▶ **What the task asks**:
Extract every line of the items below that contains the string "building".

Rows of box annotation data:
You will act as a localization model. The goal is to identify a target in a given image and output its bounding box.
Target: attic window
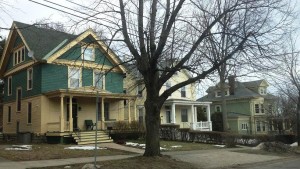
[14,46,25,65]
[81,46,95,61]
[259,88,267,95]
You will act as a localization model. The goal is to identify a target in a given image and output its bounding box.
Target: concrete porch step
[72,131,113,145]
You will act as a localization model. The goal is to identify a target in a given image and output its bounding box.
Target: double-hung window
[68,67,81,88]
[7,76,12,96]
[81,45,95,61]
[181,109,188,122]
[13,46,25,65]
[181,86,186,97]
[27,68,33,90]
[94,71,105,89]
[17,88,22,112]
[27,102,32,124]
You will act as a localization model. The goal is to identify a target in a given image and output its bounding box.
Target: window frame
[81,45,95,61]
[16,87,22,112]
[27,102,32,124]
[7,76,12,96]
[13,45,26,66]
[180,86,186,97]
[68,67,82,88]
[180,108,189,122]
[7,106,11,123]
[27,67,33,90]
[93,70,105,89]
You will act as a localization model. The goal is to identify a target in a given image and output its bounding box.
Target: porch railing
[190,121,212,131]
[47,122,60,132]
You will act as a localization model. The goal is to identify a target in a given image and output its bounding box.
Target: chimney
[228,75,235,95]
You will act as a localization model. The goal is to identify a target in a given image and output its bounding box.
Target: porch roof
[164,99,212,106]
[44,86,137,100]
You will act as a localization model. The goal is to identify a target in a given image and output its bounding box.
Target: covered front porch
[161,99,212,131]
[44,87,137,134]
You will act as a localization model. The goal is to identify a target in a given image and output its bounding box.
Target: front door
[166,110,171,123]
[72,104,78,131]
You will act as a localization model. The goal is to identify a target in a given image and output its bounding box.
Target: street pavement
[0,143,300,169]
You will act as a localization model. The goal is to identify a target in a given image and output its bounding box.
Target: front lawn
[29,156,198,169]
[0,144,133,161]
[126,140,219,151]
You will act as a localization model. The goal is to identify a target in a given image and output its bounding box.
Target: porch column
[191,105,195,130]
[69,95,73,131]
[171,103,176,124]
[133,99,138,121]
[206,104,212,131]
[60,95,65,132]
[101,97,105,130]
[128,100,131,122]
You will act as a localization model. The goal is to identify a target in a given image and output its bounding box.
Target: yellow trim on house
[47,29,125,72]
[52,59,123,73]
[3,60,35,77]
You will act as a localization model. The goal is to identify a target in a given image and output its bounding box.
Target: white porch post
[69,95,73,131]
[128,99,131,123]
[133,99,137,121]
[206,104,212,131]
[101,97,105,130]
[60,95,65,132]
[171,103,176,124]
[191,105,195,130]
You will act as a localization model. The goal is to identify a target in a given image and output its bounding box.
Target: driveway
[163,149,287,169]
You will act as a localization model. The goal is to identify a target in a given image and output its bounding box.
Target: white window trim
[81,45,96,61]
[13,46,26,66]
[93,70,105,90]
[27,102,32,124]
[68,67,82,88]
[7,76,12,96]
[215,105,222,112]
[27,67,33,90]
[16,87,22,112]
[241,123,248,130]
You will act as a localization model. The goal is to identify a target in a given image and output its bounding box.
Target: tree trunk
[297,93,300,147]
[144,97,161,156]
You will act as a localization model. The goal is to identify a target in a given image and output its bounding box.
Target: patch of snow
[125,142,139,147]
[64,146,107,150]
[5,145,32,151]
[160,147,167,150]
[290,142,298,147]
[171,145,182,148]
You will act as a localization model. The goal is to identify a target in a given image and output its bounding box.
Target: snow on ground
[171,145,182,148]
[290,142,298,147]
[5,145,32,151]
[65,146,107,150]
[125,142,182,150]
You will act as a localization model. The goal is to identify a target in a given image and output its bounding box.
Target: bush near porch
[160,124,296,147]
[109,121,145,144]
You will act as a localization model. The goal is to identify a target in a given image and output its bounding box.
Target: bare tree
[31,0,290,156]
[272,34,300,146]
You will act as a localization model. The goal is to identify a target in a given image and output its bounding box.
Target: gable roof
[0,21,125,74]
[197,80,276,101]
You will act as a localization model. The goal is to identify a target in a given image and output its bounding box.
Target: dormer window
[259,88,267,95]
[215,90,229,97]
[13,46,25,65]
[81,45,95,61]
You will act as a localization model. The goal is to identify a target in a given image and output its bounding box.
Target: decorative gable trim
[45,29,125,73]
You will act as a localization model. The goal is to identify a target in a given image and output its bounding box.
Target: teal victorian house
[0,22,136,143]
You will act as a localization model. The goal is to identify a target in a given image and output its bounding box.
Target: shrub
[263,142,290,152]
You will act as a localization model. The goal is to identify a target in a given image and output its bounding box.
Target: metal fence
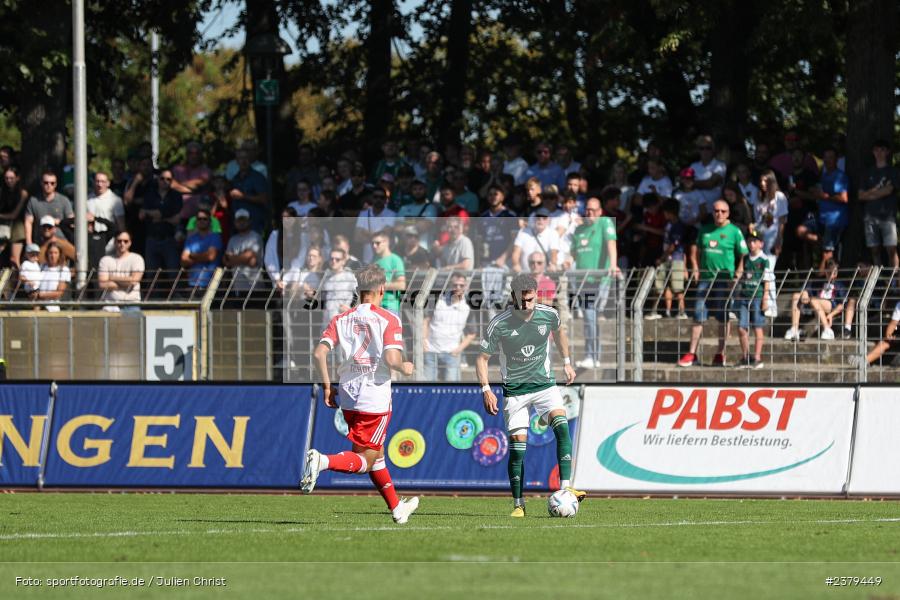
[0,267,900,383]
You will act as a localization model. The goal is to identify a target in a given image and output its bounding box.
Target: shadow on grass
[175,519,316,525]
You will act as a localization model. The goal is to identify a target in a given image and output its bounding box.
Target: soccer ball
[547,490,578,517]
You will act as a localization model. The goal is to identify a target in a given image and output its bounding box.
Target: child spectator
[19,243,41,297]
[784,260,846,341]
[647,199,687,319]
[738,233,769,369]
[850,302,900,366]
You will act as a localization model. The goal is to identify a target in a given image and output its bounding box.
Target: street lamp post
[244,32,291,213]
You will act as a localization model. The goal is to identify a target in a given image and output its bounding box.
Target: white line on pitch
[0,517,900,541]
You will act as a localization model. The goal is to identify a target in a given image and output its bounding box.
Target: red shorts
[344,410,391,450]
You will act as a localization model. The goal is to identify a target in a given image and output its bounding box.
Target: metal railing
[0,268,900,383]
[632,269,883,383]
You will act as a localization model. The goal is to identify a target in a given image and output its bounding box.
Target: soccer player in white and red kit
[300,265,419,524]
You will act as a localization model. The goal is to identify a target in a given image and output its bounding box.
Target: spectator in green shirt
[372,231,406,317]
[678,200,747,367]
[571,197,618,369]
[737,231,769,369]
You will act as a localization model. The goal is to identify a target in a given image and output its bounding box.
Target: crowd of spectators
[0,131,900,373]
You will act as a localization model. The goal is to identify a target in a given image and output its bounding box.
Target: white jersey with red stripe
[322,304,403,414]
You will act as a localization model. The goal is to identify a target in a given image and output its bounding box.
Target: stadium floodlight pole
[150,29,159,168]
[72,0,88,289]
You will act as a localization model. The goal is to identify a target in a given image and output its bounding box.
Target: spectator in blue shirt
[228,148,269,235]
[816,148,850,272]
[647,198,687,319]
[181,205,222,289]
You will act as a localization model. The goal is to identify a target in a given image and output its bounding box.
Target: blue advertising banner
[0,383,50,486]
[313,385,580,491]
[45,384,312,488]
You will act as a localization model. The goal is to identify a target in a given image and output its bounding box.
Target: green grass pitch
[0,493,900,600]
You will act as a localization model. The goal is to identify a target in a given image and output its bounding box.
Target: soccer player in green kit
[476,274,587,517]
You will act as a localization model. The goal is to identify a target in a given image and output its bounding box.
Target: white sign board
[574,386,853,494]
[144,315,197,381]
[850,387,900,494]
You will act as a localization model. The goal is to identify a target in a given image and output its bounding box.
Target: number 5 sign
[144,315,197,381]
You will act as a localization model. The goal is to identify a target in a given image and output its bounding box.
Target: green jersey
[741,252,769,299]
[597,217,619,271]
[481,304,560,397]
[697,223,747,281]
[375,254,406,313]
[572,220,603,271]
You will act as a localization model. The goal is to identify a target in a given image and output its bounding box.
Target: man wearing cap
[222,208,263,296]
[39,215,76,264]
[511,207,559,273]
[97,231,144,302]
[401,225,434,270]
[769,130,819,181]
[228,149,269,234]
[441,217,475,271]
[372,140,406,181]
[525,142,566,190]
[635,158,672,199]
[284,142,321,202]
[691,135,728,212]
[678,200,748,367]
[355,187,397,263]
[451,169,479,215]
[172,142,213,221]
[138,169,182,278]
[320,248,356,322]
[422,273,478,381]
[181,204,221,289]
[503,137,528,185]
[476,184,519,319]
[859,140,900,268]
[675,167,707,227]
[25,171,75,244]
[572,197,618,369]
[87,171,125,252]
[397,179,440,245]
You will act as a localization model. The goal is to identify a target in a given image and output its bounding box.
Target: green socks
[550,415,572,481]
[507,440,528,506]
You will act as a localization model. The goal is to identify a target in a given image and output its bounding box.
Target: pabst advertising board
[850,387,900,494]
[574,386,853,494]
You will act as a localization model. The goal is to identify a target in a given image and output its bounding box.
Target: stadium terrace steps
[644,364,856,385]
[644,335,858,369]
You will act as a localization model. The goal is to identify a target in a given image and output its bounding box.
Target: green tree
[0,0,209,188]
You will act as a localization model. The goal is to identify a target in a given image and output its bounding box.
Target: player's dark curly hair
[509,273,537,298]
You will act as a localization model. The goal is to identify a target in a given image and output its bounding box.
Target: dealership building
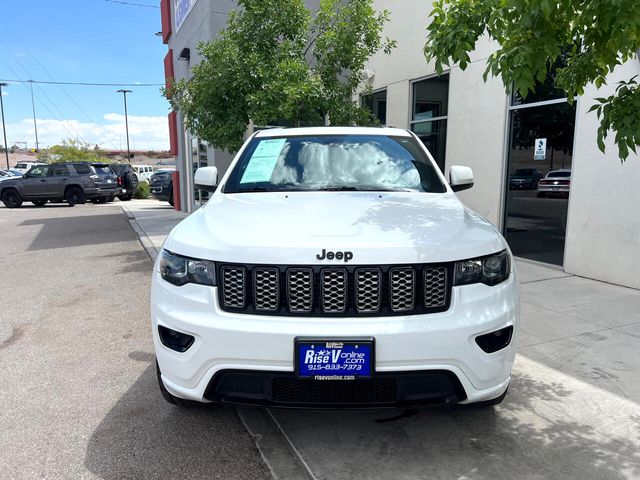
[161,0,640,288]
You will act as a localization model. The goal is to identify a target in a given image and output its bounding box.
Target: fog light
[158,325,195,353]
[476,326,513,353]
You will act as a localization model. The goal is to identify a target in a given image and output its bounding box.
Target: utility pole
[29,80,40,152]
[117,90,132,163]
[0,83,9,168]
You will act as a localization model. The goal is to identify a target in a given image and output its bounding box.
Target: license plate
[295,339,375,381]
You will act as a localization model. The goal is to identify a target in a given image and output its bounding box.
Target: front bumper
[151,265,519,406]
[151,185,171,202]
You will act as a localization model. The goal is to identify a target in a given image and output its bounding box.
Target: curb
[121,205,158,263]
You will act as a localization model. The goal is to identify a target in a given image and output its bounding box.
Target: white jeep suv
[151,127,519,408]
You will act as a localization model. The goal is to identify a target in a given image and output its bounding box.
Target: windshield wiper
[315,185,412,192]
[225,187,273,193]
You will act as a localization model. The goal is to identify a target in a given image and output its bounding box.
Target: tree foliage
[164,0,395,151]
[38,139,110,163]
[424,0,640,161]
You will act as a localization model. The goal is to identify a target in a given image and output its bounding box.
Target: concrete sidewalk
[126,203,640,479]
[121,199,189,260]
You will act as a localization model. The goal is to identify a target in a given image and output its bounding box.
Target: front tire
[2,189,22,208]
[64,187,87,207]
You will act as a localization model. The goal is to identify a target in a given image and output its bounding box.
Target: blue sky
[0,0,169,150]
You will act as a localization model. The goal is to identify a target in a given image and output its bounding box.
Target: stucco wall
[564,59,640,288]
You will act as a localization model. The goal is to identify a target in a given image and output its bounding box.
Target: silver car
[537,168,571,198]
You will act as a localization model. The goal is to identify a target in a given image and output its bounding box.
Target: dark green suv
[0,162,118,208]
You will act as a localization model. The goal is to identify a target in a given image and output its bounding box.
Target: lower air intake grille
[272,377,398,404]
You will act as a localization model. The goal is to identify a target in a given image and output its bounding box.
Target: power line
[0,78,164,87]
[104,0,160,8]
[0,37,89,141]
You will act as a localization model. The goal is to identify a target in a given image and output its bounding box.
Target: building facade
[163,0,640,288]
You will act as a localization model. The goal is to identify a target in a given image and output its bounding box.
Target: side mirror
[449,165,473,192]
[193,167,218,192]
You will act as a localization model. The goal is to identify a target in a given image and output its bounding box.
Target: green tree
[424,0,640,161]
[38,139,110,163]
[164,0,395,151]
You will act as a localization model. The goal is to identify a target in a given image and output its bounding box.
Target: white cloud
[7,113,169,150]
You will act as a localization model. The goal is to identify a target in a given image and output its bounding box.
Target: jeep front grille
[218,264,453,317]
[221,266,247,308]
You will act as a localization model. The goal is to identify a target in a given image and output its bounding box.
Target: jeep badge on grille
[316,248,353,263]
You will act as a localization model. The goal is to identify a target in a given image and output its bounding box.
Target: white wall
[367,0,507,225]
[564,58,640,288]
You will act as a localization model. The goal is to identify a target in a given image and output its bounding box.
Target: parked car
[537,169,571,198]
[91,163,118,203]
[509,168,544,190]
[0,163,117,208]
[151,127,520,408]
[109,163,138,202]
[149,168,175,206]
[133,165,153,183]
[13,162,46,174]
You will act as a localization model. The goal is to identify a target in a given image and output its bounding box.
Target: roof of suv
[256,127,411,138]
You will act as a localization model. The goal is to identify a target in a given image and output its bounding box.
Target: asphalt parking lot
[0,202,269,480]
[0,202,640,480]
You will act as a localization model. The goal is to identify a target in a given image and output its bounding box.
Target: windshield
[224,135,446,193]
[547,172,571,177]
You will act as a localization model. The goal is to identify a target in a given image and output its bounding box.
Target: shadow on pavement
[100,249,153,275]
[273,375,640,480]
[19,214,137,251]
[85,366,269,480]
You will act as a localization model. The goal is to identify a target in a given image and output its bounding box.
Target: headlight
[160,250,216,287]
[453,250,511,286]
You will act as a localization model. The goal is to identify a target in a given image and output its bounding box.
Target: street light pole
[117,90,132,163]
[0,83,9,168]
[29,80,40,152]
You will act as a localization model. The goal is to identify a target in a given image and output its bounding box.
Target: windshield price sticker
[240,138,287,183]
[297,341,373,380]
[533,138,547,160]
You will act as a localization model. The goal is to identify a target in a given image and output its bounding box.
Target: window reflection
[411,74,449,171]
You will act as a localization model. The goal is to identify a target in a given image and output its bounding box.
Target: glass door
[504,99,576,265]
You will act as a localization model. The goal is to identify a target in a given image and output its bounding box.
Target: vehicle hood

▶ **Written response**:
Target: dealership building
Target: building facade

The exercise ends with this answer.